### Objectif indiqué
Combien de lignes des données contiennent la chaîne « silhouette », en respectant la casse ? Répondez seulement par ce nombre.

***

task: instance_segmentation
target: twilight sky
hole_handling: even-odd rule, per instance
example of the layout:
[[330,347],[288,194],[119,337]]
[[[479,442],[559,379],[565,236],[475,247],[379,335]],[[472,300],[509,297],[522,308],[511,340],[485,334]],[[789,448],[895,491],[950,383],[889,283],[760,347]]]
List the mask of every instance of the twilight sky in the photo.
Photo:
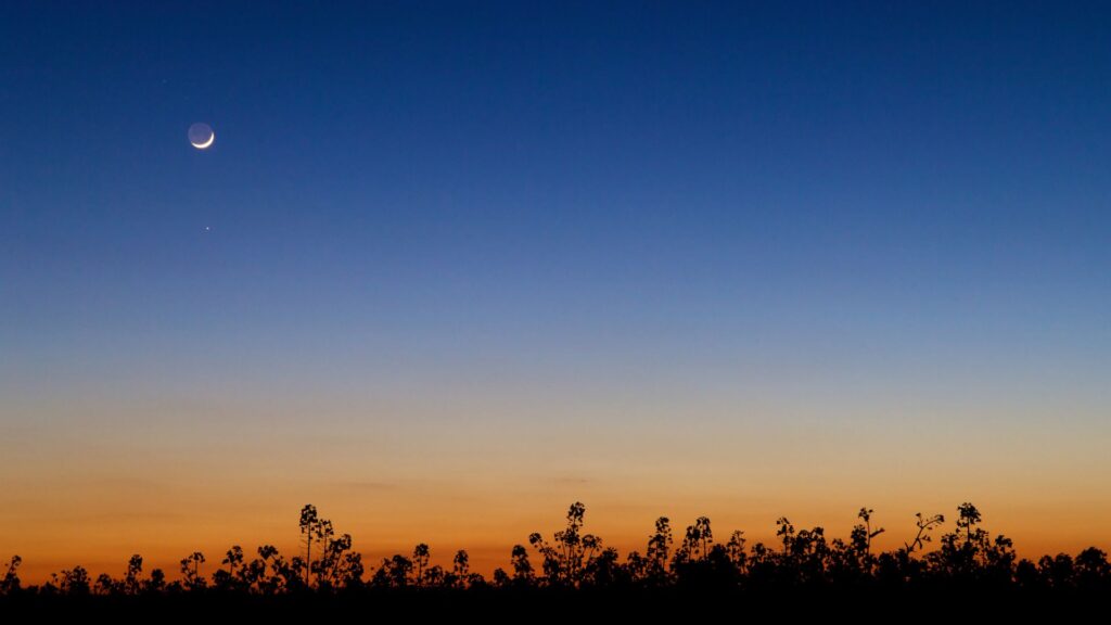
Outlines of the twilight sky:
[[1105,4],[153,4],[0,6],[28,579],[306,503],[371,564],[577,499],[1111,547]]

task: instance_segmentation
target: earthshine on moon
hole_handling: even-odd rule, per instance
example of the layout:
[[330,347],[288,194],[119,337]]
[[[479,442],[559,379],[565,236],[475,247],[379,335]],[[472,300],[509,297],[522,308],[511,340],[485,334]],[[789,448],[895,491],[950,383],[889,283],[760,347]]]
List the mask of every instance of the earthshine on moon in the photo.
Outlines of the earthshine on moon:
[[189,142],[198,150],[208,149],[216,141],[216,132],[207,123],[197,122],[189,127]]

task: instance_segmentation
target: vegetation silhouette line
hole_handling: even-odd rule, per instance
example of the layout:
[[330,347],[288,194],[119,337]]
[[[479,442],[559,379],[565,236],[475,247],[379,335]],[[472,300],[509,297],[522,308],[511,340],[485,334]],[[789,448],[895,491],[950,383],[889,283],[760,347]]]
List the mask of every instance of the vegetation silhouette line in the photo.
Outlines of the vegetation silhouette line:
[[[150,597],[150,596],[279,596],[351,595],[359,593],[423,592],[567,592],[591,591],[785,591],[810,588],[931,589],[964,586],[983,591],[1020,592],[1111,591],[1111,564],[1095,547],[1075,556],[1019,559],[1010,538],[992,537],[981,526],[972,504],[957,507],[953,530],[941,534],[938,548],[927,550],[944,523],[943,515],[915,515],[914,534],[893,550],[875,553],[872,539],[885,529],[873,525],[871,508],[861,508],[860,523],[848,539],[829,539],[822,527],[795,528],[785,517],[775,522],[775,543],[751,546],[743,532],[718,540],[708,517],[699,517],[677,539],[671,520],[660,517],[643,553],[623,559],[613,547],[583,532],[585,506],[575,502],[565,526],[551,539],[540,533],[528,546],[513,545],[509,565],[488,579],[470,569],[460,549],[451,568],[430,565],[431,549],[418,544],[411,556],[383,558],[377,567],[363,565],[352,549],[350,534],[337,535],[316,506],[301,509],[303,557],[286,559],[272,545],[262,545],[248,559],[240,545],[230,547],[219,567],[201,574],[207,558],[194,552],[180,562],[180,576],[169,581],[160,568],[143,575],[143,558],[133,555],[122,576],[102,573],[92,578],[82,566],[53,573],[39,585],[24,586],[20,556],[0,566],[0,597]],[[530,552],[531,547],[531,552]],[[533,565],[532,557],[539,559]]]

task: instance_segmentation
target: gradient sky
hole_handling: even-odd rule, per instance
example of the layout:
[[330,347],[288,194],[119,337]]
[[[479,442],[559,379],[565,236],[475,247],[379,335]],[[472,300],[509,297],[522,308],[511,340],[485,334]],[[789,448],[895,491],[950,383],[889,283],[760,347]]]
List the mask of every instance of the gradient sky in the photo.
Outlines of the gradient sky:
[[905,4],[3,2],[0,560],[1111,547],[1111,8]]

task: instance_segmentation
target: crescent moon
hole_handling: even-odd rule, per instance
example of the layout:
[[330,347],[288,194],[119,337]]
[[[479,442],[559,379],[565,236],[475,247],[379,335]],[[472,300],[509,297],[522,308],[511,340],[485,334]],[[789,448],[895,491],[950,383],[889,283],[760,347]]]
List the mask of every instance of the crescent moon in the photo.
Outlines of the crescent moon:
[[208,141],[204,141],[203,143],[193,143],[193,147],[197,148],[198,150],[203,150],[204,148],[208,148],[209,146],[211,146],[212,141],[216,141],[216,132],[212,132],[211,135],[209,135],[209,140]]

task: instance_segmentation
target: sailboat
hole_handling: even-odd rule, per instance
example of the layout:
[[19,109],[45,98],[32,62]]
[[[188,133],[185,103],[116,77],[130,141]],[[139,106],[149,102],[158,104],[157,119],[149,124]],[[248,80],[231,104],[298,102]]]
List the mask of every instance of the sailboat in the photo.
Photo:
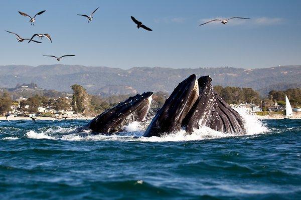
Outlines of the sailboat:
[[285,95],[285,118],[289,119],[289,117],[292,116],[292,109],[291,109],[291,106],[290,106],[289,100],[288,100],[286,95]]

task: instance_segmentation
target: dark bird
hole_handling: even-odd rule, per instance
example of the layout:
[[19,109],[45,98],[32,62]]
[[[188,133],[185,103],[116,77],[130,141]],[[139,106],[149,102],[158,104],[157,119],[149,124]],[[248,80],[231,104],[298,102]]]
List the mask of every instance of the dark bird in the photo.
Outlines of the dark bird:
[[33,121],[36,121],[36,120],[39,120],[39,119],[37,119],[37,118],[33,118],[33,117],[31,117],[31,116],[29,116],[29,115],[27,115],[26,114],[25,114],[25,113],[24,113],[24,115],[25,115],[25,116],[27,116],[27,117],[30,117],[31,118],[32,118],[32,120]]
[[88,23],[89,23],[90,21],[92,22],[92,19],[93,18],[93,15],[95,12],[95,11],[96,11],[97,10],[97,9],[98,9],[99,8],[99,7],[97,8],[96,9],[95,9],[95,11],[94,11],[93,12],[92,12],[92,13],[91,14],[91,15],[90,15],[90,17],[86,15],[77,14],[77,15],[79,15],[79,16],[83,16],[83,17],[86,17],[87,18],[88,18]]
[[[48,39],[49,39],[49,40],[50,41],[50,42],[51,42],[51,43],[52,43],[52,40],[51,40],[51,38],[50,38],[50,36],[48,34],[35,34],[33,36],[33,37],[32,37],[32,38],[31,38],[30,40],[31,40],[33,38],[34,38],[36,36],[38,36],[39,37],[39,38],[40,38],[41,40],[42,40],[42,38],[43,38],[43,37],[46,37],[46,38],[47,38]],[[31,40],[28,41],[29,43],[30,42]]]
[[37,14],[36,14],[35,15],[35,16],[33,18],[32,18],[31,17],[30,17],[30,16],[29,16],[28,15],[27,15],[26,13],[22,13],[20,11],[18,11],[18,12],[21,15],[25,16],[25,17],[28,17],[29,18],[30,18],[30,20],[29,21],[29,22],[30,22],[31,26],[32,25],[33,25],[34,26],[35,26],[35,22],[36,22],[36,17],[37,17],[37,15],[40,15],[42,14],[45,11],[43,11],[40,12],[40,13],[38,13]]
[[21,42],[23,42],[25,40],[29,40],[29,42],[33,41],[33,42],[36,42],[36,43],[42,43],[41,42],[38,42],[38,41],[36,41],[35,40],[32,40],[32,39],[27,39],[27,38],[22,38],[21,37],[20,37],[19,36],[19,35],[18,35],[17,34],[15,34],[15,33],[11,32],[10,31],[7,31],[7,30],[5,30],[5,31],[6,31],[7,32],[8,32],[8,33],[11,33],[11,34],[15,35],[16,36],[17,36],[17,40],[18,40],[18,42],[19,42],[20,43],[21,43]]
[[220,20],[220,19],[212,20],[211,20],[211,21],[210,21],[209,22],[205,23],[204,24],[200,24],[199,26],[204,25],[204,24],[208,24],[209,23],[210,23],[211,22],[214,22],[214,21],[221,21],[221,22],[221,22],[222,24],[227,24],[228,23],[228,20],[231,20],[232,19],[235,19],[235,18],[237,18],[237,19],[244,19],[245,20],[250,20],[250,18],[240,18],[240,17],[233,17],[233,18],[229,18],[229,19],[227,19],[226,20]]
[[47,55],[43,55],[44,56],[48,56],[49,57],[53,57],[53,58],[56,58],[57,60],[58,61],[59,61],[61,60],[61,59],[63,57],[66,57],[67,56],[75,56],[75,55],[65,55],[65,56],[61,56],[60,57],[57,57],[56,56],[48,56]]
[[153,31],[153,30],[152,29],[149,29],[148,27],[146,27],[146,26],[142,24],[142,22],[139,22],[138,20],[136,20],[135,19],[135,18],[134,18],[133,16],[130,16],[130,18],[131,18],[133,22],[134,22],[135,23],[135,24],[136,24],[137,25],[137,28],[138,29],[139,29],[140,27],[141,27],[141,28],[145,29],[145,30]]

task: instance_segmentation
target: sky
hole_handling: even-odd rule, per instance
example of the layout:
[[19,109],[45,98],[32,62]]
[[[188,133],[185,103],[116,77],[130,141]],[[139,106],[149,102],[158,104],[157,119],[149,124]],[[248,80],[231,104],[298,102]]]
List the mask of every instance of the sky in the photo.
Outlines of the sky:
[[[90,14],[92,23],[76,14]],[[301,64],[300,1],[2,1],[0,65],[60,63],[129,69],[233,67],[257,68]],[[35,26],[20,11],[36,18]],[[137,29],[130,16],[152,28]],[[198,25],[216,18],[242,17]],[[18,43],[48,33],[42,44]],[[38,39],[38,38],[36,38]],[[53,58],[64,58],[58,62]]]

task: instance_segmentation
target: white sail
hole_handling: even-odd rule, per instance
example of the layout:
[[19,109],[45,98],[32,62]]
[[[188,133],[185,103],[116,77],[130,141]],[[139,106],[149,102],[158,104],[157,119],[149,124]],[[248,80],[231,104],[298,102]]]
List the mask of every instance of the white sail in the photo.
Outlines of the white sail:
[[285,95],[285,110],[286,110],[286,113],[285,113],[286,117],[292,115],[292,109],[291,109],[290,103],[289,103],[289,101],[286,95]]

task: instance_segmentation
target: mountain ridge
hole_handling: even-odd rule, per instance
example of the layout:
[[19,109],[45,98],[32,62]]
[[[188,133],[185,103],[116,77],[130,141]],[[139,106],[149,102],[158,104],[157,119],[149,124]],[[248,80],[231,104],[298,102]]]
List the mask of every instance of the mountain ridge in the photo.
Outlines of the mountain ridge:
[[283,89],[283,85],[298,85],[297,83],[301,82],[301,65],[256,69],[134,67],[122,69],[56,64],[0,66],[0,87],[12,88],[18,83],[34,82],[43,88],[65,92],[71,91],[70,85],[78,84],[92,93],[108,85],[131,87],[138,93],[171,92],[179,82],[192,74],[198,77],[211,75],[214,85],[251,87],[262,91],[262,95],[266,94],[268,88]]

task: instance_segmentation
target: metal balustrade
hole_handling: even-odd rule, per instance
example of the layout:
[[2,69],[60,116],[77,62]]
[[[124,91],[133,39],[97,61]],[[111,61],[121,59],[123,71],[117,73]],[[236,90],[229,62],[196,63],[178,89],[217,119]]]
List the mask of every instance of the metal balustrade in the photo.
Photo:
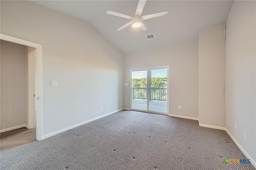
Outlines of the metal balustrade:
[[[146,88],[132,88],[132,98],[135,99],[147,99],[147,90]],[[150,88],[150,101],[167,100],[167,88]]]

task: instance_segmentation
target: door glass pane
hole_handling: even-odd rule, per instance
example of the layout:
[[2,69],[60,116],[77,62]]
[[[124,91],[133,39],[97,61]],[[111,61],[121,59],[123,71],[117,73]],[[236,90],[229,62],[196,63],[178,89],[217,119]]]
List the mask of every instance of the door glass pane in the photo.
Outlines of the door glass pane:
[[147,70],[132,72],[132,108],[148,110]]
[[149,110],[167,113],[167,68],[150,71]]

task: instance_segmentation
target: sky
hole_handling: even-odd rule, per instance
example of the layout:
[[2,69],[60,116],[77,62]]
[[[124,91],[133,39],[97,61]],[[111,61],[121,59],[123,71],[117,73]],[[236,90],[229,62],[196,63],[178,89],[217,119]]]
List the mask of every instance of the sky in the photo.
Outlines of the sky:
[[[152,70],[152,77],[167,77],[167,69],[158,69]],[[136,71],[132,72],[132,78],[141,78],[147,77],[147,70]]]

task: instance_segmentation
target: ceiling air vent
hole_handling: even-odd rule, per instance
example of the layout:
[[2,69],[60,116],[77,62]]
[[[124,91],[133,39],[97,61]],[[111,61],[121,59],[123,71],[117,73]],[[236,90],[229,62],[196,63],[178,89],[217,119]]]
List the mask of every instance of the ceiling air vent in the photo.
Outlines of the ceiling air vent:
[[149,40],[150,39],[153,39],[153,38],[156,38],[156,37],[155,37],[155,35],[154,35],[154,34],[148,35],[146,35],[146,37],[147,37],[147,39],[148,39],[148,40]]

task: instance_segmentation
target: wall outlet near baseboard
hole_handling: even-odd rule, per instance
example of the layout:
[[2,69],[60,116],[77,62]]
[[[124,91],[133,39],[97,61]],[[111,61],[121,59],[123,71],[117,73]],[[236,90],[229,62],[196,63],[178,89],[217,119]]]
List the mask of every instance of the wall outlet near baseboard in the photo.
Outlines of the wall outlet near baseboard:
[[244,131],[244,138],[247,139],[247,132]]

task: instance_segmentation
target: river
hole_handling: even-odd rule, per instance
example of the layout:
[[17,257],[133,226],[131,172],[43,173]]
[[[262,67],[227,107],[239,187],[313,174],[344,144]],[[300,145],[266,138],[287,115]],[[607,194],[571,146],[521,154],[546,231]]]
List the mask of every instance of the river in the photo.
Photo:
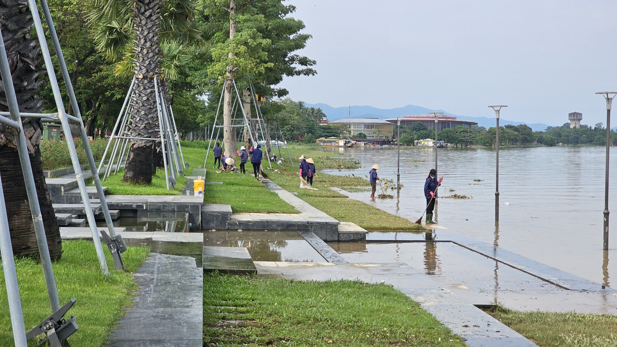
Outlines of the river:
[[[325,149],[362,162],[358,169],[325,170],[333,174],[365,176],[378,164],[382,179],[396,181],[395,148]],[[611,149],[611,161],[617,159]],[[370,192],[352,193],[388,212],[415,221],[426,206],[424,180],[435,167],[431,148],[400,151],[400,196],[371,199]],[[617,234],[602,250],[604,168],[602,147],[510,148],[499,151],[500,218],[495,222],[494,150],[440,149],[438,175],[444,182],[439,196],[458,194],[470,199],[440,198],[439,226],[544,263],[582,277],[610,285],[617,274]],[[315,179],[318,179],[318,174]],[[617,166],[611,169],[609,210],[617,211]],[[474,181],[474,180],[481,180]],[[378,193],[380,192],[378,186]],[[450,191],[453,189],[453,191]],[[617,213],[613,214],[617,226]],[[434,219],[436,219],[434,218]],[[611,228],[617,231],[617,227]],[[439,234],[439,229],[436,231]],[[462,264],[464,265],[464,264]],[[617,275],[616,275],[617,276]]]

***

### Réponse écrite
3